Reproduce each item below word for word, omitting the pictures.
--- Start The input ---
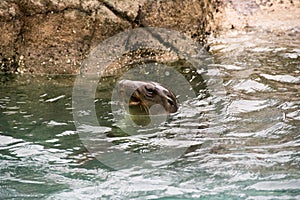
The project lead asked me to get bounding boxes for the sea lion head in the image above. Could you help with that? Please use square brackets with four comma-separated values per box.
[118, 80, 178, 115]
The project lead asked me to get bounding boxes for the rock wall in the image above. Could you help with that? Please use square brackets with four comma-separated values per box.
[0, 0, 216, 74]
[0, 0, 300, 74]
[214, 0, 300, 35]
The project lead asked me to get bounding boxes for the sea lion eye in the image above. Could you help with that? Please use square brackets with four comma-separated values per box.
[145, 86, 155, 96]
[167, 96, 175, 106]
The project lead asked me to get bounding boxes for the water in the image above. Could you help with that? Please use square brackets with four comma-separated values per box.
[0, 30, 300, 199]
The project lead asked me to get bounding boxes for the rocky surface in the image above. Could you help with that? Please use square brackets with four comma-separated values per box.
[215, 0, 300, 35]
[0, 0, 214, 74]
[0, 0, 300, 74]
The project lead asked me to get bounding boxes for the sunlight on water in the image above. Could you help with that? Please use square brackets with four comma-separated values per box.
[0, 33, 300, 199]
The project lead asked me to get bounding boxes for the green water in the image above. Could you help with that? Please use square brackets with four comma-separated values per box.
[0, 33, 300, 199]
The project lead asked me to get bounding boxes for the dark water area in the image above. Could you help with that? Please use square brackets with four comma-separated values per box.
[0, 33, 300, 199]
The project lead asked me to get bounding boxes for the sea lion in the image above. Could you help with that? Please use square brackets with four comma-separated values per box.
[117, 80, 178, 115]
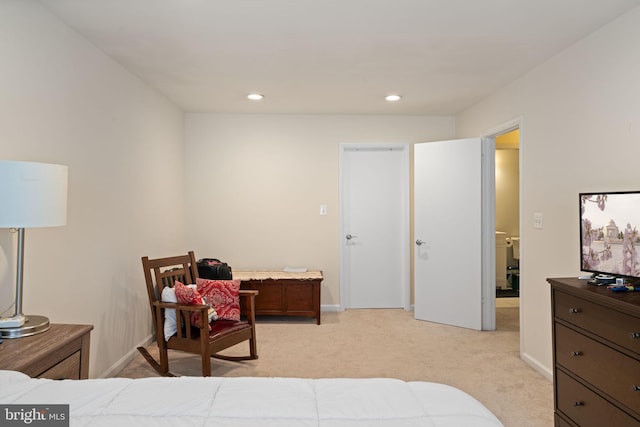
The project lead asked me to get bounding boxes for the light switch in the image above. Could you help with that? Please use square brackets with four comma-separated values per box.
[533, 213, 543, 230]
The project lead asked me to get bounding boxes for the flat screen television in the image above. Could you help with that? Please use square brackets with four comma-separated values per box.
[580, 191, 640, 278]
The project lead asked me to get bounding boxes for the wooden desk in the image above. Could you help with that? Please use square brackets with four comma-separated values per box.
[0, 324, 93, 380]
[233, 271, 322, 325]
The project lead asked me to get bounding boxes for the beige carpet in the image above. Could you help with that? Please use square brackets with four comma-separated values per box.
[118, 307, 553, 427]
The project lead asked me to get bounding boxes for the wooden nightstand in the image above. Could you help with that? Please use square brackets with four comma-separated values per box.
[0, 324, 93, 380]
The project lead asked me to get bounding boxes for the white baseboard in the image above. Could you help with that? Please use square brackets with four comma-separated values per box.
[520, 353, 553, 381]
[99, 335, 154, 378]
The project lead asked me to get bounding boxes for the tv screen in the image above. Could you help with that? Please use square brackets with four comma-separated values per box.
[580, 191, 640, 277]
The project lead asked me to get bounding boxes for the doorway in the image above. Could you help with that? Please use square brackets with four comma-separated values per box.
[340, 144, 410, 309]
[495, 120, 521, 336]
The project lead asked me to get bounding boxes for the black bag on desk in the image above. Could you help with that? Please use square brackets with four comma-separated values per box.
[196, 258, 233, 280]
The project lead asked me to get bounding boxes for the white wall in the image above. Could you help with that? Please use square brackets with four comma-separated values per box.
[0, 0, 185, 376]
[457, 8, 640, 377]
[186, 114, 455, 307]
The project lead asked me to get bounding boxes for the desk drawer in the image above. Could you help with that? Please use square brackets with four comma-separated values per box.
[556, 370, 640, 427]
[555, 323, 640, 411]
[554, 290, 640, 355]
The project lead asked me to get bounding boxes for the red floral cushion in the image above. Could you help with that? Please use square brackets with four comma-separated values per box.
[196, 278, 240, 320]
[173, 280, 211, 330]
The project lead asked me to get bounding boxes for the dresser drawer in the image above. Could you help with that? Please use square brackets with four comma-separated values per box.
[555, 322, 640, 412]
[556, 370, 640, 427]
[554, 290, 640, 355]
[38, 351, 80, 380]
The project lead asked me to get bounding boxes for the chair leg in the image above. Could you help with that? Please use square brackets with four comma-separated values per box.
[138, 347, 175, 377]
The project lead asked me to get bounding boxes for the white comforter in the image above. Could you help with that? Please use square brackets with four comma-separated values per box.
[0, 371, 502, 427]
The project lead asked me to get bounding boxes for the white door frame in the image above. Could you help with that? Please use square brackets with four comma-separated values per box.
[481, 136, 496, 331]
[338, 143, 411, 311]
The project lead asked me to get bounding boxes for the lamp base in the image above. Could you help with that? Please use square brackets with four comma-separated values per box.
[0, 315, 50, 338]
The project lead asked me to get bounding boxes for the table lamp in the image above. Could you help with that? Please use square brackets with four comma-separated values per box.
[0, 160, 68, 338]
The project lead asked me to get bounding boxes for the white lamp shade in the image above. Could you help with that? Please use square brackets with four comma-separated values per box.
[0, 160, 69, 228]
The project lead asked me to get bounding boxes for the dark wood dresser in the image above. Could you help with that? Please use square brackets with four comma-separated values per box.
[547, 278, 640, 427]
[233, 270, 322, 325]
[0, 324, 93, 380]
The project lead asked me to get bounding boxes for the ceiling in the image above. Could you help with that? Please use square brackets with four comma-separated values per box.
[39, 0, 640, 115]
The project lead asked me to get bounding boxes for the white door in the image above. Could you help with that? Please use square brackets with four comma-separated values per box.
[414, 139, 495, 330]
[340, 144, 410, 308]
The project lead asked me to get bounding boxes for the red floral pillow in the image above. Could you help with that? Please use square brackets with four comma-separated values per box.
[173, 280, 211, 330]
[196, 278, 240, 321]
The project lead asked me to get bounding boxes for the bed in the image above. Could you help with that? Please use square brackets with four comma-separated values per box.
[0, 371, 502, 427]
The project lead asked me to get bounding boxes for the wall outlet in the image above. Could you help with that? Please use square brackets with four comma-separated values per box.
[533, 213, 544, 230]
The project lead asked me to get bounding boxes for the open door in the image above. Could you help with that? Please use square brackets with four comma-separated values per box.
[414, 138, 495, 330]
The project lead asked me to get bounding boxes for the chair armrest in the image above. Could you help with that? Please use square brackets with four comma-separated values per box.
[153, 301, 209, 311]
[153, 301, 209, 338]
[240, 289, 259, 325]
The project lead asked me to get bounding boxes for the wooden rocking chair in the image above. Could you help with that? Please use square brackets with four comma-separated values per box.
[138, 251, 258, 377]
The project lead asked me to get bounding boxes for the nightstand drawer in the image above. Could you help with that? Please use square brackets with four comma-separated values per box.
--- End The input ---
### The completed task
The project lead asked me to get bounding boxes for the sea lion head in the image above. Could you help with that? Please use square brackets with four comma-separated values per box.
[118, 80, 178, 115]
The project lead asked me to get bounding boxes for the rock wall in the image above. Could you help with that? Please use square brackets with four comma-separated values per box.
[0, 0, 216, 74]
[0, 0, 300, 74]
[214, 0, 300, 35]
The project lead asked me to get bounding boxes for the sea lion eye in the image above. Could you help with that? Please use square brackets with four comma-separated values per box.
[145, 86, 155, 96]
[167, 96, 175, 106]
The project lead asked me to get bounding boxes for the water in the image above. Could you help with that? Please use square brackets with four comma-separated values per box.
[0, 30, 300, 199]
The project lead asked me to get bounding boxes for the rocky surface in the image above. Could you help with that? Please use square brackets with four comma-separated values per box.
[215, 0, 300, 35]
[0, 0, 214, 74]
[0, 0, 300, 74]
The project lead asked me to get bounding boxes for the sunlight on water in the image above. Could you help with that? Please use square brackets with four comma-separated values per box.
[0, 33, 300, 199]
The project lead asked me to get bounding boxes for the green water in the image above. Could you help with that? Please use square brackets with four comma-separated values per box.
[0, 33, 300, 199]
The project lead asked me to get bounding boxes for the dark water area in the image above. Could you help with that? Please use square brackets with four comma-separated values per box.
[0, 33, 300, 199]
The project lead asked me to get bounding boxes for the sea lion in the image above. Could you help with that? Please use square brackets with four comma-separated values per box.
[117, 80, 178, 115]
The project lead asked me to get bounding boxes for the light switch in the image above. Could you help with that? Please use square brackets with four comma-separated values per box.
[533, 213, 543, 230]
The project lead asked me to get bounding boxes for the flat screen television in the image above. Could you help with that? Please use square brackets with four comma-separated values per box.
[580, 191, 640, 278]
The project lead asked me to get bounding boxes for the wooden desk in the image above. Could you help with that? Please use square brackets with four comma-separated values per box.
[0, 324, 93, 380]
[233, 271, 322, 325]
The project lead asked me to get bounding boxes for the beige carpet in the image above. Could you help with that? Please use square brackets with four comma-separated values per box.
[118, 307, 553, 427]
The project lead asked me to get bounding boxes for the wooden nightstand in the image above. Could you help with that? Please use square brackets with four comma-separated values per box.
[0, 324, 93, 380]
The project lead asked me to get bounding boxes for the white baseboard in the image above. Could you help with that? Please use square brackets with four comma-separated values per box.
[520, 353, 553, 381]
[99, 335, 154, 378]
The project lead asked me to get bounding boxes for the tv screen in the image above. Could you help with that? Please use square brackets with four comma-separated values per box.
[580, 191, 640, 277]
The project lead asked me to get bounding boxes for the doorway in the image above. Could you help with that? Please use square brackets with four comma-separated values per box.
[340, 144, 410, 309]
[495, 120, 521, 336]
The project lead asked me to get bounding boxes for the black bag on desk in the image above. Could you help with that? Please use square brackets with four comma-separated values per box.
[196, 258, 233, 280]
The project lead asked me to get bounding boxes for the white wall in the image above. Could you help with that? Please use square brackets with four comma-separated values per box.
[0, 0, 185, 376]
[457, 8, 640, 377]
[186, 114, 455, 307]
The project lead asked me to get bounding boxes for the desk drawer in the image above. Could you help with that? Please use square brackets with four comma-separated values per box.
[556, 370, 640, 427]
[555, 323, 640, 411]
[554, 290, 640, 355]
The project lead asked me to get bounding boxes for the red floral cushion in the image above. Could you help with that? Please use square brackets with four comma-separated values per box.
[196, 278, 240, 320]
[173, 280, 211, 330]
The project lead asked me to get bounding boxes for the dresser drawer in the image above. Could you help with that? Please use square brackets with four comma-separated values per box.
[555, 322, 640, 412]
[556, 370, 640, 427]
[554, 290, 640, 355]
[38, 351, 80, 380]
The project lead asked me to get bounding boxes for the chair leg in the image above. Could you help with that? Please use square brackets with four comma-separated values per box.
[138, 347, 175, 377]
The project lead asked me to get bounding boxes for the white comforter in the image above. Could you help with that? Please use square brackets with four comma-separated values per box.
[0, 371, 502, 427]
The project lead asked me to get bounding boxes for the white door frame in the image above. Could you help with that? Please use square brackets with four comma-separated values per box.
[481, 136, 496, 331]
[338, 143, 411, 311]
The project lead asked me to get bounding boxes for the lamp base in the image above. Could you help with that? Please use square brackets with four comma-separated values per box.
[0, 315, 50, 338]
The project lead asked me to get bounding boxes for the table lamp in the image above. Could you help with that? Please use square brackets with four comma-separated values per box.
[0, 160, 68, 338]
The project lead asked me to get bounding boxes for the white lamp shade in the image above. Could you help with that? Please use square brackets with four comma-separated values per box.
[0, 160, 69, 228]
The project lead asked me to get bounding boxes for the dark wood dresser in the image above. Could you help with that? Please use square brackets with four comma-separated values per box.
[547, 278, 640, 427]
[233, 270, 322, 325]
[0, 324, 93, 380]
The project lead asked me to get bounding boxes for the ceiling in the image above. Could you help with that? Please use square brackets with four comma-separated values per box.
[39, 0, 640, 115]
The project lead asked me to get bounding boxes for the white door in the image above. Could you help with that? Please use square brackets with four comma-separated values per box.
[414, 139, 495, 330]
[340, 144, 410, 308]
The project lead asked me to get bounding boxes for the red floral pillow in the image above. Could you help with that? Please use square brackets with four comma-separated values per box.
[173, 280, 211, 330]
[196, 278, 240, 321]
The project lead asked me to get bounding boxes for the bed in the image above. Could you help with that? Please use square brackets with four comma-separated values per box.
[0, 371, 502, 427]
The project lead asked me to get bounding boxes for the wall outlet in the image above. Could you help with that? Please use square brackets with four comma-separated values per box.
[533, 213, 544, 230]
The project lead asked me to get bounding boxes for the open door in the image above. Could you help with that? Please use square brackets with four comma-separated values per box.
[414, 138, 495, 330]
The project lead asked me to get bounding boxes for the chair armrest in the image above. Could you help with that? Please use square brackets with four comma-separated values per box.
[153, 301, 209, 311]
[153, 301, 209, 338]
[240, 289, 259, 325]
The project lead asked me to get bounding boxes for the wooden rocking chair in the image above. Could you help with that? Please use square brackets with four comma-separated values per box.
[138, 251, 258, 377]
The project lead asked me to get bounding boxes for the nightstand drawer in the image above. Could you help with that? Please use square brackets with four comma-separated values per box.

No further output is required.